* WORK INSTRUCTIONS:
1. In the twins-in-the-womb story, what does the brother say they have nothing else to do but?
2. Echo the twins-in-the-womb story, starting with "Her brother protested" and going on through "her twin brother.".
3. Write what comes next in the twins-in-the-womb story, picking up after its last sentence.

* DOCUMENT SECTION:
● ● ● ● ●

In one of Henri Nouwen’s books*, he shares a story that can be interpreted as an instruction of the fear of change and the fear to let go and choose life.

Twins in the Womb

The sister said to the brother "I believe there is life after birth."

Her brother protested vehemently, "no, no. This is all there is. This is a dark and cosy place, and we have nothing else to do but to cling to the cord that feeds us."

The sister insisted, "there must be something more than this dark place. There must be something else, a place with light where there is freedom to move."

Still she could not convince her twin brother.

After some silence, the sister said hesitantly, "I have something else to say, and I’m afraid you won’t believe that, either, but I think there is a mother."

He brother became furious. "A mother!" he shouted. "What are you talking about? I have never seen a mother, and neither have you. Who put that idea in your head? As I told you, this place is all we have. Why do you always want more? This is not such a bad place, after all. We have all we need, so let’s be content."

● ● ● ● ●

* DATA RECORDS:
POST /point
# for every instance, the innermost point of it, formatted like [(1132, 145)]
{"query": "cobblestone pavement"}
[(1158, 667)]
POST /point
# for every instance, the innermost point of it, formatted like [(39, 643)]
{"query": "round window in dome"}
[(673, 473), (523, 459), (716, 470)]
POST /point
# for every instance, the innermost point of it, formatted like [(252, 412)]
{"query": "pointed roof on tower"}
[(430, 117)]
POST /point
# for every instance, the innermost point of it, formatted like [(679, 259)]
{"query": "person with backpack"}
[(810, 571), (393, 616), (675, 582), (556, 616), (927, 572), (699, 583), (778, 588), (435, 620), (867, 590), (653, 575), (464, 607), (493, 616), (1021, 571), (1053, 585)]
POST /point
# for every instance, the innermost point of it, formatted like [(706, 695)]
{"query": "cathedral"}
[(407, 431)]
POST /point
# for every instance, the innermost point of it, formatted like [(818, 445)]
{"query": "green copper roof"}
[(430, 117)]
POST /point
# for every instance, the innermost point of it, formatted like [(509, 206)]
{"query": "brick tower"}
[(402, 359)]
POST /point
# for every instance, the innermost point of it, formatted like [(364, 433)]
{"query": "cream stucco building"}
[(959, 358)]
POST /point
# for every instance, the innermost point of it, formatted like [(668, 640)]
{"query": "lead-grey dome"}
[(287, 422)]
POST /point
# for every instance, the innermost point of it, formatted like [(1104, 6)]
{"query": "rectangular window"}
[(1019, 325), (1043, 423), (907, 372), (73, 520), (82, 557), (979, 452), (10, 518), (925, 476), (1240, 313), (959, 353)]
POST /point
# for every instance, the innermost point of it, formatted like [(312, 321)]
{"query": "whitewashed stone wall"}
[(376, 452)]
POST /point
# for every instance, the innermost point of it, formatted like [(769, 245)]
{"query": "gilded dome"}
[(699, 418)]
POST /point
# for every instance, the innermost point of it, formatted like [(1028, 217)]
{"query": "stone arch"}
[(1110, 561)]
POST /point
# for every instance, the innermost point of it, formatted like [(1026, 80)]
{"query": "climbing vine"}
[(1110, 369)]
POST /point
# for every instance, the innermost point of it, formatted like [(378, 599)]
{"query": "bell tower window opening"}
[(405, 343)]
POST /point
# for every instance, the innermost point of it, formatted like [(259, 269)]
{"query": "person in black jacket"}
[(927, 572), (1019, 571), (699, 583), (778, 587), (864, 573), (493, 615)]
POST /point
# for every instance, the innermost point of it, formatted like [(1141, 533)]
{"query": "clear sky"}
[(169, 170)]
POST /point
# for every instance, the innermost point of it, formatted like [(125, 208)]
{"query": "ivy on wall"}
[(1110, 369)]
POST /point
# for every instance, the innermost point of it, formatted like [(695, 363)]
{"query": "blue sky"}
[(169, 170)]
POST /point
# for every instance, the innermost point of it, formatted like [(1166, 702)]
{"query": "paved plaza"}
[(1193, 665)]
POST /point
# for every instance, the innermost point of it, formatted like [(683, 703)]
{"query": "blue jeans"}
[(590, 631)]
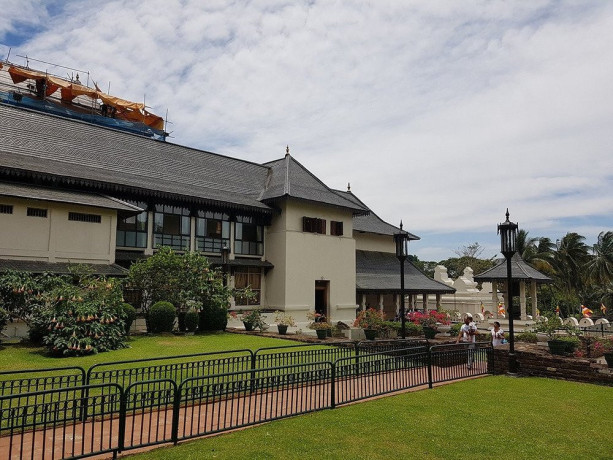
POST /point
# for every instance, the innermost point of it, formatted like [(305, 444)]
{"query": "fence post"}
[(174, 435), (333, 385), (429, 358), (123, 405)]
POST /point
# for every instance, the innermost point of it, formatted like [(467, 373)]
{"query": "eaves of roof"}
[(19, 190), (289, 179), (68, 151)]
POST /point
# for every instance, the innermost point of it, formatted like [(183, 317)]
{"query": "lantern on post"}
[(402, 241), (508, 247), (225, 260)]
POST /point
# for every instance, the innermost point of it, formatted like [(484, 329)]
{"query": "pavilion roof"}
[(520, 271)]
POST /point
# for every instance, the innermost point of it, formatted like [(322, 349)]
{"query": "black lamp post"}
[(225, 260), (402, 239), (508, 247)]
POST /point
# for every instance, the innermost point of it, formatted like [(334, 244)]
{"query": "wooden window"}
[(81, 217), (212, 231), (132, 230), (171, 227), (248, 277), (313, 225), (336, 228), (6, 209), (37, 212)]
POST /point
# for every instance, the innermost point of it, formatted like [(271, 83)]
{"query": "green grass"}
[(20, 356), (493, 417)]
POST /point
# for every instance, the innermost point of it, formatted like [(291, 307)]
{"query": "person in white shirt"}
[(468, 333), (497, 334)]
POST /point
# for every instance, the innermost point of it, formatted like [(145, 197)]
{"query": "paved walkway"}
[(149, 425)]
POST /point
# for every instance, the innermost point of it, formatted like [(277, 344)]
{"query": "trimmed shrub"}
[(213, 317), (85, 318), (526, 336), (191, 320), (128, 313), (4, 318), (455, 329), (162, 317)]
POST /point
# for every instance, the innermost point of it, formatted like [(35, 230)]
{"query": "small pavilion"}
[(521, 274), (378, 284)]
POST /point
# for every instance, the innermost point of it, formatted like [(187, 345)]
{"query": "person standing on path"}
[(468, 333), (497, 334)]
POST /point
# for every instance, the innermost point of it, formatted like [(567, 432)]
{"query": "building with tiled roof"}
[(73, 191)]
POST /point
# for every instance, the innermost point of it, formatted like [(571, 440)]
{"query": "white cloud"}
[(442, 113)]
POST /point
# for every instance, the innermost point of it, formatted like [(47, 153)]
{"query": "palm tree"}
[(523, 243), (568, 263), (600, 266)]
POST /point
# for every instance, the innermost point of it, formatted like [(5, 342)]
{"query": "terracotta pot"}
[(371, 334)]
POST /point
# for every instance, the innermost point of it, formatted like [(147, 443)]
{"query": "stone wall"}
[(536, 361)]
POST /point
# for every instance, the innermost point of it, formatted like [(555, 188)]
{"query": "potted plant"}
[(283, 321), (550, 328), (371, 320), (429, 321), (319, 324), (251, 319), (604, 346)]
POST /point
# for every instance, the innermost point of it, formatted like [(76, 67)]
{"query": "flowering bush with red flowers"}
[(431, 318), (369, 319)]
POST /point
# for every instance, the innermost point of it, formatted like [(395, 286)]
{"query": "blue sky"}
[(439, 113)]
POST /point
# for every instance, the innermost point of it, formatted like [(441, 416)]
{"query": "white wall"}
[(55, 238), (302, 258)]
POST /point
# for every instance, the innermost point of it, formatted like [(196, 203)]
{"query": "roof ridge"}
[(320, 181), (128, 133)]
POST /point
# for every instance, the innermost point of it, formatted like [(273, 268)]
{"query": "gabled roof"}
[(520, 270), (73, 152), (288, 178), (65, 196), (380, 272), (371, 223)]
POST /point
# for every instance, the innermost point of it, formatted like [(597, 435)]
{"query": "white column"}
[(149, 248), (495, 294), (534, 300), (192, 234), (522, 299)]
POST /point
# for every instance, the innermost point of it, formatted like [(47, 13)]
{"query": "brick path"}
[(155, 425)]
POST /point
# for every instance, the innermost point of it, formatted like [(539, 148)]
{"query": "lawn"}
[(492, 417), (20, 356)]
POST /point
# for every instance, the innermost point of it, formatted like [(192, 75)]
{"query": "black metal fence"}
[(196, 395)]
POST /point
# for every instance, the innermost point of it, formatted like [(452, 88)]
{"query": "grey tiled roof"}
[(289, 178), (380, 272), (520, 270), (371, 223), (34, 266), (133, 256), (81, 152), (64, 196)]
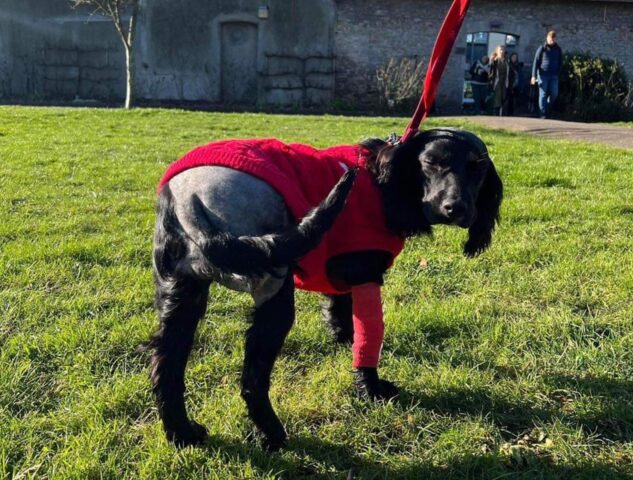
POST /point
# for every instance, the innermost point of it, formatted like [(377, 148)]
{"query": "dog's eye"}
[(476, 165)]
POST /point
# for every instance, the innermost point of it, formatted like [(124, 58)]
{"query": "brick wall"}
[(369, 32)]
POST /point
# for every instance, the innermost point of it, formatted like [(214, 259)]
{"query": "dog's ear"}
[(488, 205)]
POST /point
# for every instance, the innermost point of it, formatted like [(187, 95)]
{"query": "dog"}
[(243, 222)]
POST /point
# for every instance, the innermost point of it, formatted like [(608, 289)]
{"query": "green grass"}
[(518, 364)]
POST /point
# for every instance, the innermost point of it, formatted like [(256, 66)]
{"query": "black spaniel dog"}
[(219, 224)]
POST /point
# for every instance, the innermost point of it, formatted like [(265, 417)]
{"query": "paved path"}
[(621, 137)]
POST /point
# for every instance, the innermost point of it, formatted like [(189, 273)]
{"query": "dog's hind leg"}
[(181, 304), (336, 311), (272, 321)]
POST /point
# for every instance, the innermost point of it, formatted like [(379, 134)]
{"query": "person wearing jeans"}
[(546, 68)]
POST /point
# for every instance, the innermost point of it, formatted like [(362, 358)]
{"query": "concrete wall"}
[(48, 51), (183, 46), (369, 32), (308, 52)]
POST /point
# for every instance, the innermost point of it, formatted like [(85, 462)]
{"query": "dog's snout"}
[(454, 208)]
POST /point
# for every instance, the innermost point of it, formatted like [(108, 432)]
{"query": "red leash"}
[(441, 51)]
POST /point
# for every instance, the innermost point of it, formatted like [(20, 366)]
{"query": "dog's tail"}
[(247, 255)]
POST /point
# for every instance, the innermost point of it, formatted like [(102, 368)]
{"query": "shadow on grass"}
[(309, 457)]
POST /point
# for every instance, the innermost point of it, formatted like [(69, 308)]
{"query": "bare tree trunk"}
[(129, 55), (129, 66)]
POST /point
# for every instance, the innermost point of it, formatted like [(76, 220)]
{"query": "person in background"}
[(516, 89), (479, 73), (501, 79), (546, 68)]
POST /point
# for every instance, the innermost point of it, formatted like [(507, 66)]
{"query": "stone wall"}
[(184, 52), (305, 53), (369, 32), (50, 52)]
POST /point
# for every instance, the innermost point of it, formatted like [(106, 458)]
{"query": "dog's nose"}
[(454, 208)]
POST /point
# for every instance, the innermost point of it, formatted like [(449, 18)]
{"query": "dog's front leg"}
[(272, 321), (337, 314), (368, 337)]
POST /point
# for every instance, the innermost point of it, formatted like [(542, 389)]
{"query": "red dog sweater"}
[(303, 176)]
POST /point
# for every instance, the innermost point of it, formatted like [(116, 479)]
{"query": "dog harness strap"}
[(441, 51), (369, 328)]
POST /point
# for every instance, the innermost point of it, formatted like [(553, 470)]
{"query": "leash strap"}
[(441, 51)]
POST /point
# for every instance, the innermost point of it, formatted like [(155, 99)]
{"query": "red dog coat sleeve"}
[(369, 328)]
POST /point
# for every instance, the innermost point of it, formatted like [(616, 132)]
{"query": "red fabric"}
[(441, 51), (303, 176), (369, 328)]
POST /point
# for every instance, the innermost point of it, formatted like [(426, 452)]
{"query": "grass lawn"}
[(518, 364)]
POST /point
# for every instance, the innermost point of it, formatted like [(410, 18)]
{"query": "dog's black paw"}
[(274, 444), (270, 443), (370, 386), (193, 434)]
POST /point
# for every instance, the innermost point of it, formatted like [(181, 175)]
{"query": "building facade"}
[(292, 53)]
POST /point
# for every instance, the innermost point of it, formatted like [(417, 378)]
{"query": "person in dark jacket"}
[(546, 68), (516, 89), (501, 80), (479, 73)]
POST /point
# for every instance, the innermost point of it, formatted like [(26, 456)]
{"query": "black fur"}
[(439, 176)]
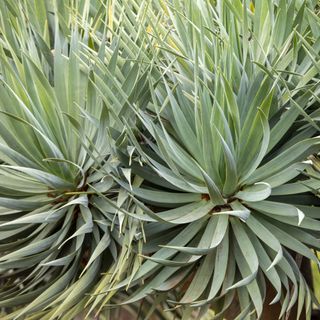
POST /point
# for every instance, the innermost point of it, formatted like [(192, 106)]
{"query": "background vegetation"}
[(159, 159)]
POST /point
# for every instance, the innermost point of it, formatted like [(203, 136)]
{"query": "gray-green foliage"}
[(158, 146)]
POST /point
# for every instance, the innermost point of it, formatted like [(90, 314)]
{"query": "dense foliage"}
[(163, 151)]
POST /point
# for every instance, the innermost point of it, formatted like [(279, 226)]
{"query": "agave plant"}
[(222, 148), (184, 133), (62, 217)]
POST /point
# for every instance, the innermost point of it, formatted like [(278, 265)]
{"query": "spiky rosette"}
[(222, 152), (62, 215)]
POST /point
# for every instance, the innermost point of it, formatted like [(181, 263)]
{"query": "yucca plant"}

● ● ● ● ●

* ANSWERS FOR THE EXERCISE:
1. They have nothing else to do but cling to the cord that feeds them.

2.
Her brother protested vehemently, "no, no. This is all there is. This is a dark and cosy place, and we have nothing else to do but to cling to the cord that feeds us."

The sister insisted, "there must be something more than this dark place. There must be something else, a place with light where there is freedom to move."

Still she could not convince her twin brother.

3.
The sister was quite overwhelmed by her brother’s response and for a while didn’t say anything more. But she couldn’t let go of her thoughts, and since she had only her twin brother to speak to, she finally said, "Don’t you feel these squeezes once in awhile? They’re quite unpleasant and quite painful."

"Yes," he answered. "What’s special about that?"

"Well," the sister said, "I think that these squeezes are there to get us ready for another place, much more beautiful than this, where we will see our mother face-to-face. Don’t you think that’s exciting?"

Nouwen used the story to focus on death. Perhaps we can see it as a response to Yahweh’s call to choose life. We have been using the term "listening for God" since the preparation for the 2002 Congregation Chapter. What are the squeezes we are feeling that ask us to let go and choose life!